*Exercise passage*
Moms of Children W/ FPIES: Food Protein Induced Enterocolitis Syndrome

Updated on April 22, 2008
K.C. asks from Edmonds, WA
16 answers

I am looking for anyone who has a child who has this syndrome. Enterocolitis is inflammation involving both the small intestine and the colon (large intestine).
FPIES is a immune reaction in the gastrointestinal system to one or more specific foods, commonly characterized by profuse vomiting and diarrhea. The most common FPIES triggers are cow’s milk (dairy) and soy. It is different from an allergy or insensitivity- they can not digest the proteins in milk and soy.
A child with FPIES may experience what appears to be a severe stomach bug, but the "bug" only starts a couple hours after the offending food is given.

We suspected that my daughter had this when we tried to give her milk based formula and then soy based formula at 2 months and then again at 5 months to help suplement with breast milk- with in 2 hours she was vomitting and would continue for hours.

*Instructions to follow*
Rewrite the passage of the FPIES post that begins with "I am looking" and ends with "continue for hours.", putting "food protein-induced enterocolitis syndrome" in place of "FPIES" each time it appears.

*Given data*
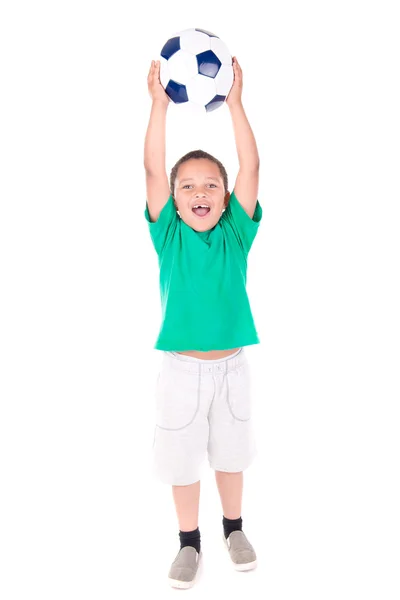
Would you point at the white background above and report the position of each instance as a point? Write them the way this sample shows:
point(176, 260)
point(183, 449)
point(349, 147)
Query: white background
point(81, 515)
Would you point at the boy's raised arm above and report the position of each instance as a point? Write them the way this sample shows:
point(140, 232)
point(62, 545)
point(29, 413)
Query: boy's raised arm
point(246, 186)
point(157, 185)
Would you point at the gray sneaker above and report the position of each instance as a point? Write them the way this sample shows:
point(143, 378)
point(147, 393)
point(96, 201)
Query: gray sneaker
point(184, 568)
point(241, 551)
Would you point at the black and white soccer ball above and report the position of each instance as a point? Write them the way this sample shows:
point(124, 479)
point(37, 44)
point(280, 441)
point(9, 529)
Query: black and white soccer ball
point(196, 68)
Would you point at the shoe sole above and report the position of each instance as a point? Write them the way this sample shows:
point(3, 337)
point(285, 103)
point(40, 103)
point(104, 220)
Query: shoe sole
point(240, 566)
point(184, 585)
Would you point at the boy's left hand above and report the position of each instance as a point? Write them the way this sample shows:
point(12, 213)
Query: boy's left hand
point(235, 95)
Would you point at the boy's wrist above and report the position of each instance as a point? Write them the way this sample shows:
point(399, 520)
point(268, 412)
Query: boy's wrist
point(235, 105)
point(160, 103)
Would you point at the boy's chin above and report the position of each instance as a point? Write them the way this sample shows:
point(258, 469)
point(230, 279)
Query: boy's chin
point(202, 225)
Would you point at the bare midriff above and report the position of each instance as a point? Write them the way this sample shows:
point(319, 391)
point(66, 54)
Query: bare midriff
point(211, 355)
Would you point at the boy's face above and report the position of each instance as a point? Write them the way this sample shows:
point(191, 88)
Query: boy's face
point(199, 184)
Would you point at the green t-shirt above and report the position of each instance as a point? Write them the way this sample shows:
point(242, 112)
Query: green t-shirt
point(203, 280)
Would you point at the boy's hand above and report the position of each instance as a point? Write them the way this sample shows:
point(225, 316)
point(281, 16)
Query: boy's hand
point(156, 90)
point(235, 95)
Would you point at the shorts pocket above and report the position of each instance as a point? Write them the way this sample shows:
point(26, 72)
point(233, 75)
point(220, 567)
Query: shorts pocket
point(177, 398)
point(239, 393)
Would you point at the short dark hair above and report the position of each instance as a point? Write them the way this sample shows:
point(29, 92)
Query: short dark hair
point(197, 154)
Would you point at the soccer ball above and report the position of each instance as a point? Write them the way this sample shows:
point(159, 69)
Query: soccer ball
point(196, 68)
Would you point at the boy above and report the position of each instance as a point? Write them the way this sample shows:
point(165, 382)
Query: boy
point(202, 235)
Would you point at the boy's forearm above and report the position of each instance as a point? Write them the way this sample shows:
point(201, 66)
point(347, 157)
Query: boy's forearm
point(154, 145)
point(245, 141)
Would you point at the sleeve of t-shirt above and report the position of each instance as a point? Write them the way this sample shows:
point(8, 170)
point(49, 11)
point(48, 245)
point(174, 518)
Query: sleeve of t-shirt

*Answer for the task*
I am looking for anyone who has a child who has this syndrome. Enterocolitis is inflammation involving both the small intestine and the colon (large intestine).
food protein-induced enterocolitis syndrome is a immune reaction in the gastrointestinal system to one or more specific foods, commonly characterized by profuse vomiting and diarrhea. The most common food protein-induced enterocolitis syndrome triggers are cow’s milk (dairy) and soy. It is different from an allergy or insensitivity- they can not digest the proteins in milk and soy.
A child with food protein-induced enterocolitis syndrome may experience what appears to be a severe stomach bug, but the "bug" only starts a couple hours after the offending food is given.

We suspected that my daughter had this when we tried to give her milk based formula and then soy based formula at 2 months and then again at 5 months to help suplement with breast milk- with in 2 hours she was vomitting and would continue for hours.